**Raw records:**
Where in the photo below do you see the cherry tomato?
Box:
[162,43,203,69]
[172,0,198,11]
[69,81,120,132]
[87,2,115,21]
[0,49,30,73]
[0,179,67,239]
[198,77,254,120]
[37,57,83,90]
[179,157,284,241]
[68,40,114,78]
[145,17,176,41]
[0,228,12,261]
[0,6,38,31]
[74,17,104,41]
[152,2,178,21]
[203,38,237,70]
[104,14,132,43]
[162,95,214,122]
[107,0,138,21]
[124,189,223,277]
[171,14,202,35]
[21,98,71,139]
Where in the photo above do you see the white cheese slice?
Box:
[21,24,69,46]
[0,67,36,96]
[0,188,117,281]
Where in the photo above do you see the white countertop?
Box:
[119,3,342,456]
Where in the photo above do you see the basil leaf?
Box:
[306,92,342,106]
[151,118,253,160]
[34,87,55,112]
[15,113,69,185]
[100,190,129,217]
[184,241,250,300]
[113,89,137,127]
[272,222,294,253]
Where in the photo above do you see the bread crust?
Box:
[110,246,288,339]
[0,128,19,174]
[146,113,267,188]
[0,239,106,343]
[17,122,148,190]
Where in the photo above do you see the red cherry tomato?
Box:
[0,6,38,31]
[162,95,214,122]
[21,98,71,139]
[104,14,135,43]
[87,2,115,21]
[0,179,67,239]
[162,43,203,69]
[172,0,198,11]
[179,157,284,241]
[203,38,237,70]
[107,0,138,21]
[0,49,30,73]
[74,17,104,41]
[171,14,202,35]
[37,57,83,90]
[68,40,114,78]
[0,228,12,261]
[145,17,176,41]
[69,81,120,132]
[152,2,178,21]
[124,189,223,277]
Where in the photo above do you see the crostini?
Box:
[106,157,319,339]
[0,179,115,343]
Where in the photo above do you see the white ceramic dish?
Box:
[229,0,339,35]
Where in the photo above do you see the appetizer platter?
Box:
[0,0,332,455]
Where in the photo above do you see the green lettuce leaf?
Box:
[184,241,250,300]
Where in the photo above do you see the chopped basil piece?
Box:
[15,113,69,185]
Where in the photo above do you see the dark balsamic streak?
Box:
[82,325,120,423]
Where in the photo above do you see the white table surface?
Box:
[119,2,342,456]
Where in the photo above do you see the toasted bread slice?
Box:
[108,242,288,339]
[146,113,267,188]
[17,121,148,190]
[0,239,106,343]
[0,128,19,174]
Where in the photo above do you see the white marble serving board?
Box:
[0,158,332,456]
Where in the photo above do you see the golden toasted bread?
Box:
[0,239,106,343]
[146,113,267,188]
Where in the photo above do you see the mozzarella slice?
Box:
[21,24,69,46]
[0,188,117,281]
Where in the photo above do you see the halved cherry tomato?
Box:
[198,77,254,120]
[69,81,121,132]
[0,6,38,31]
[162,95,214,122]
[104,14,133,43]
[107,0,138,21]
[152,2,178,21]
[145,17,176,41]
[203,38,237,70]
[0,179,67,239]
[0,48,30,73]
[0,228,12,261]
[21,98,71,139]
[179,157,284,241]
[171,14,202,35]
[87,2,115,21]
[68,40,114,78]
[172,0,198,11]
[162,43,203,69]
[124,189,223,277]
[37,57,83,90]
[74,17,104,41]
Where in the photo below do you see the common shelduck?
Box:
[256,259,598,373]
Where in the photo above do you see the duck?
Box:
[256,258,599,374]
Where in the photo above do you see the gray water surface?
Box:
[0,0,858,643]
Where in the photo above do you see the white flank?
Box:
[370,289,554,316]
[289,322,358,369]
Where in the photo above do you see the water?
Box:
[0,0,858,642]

**Instructions for the task:** Reproduce the final stretch of the data above: every line from the one holding "Where in the photo below do you see the common" through the end, inclusive, exactly as written and nothing else.

**Exercise result:**
Where in the photo below do you see the common shelduck?
Box:
[256,259,598,373]
Where in the photo above do you see the duck?
Box:
[256,258,599,374]
Where in the photo above do you see the gray water surface?
Box:
[0,0,858,643]
Where in the photo above do you see the white flank?
Box:
[370,289,554,316]
[289,322,358,369]
Where in the photo above do you see the water?
Box:
[0,0,858,642]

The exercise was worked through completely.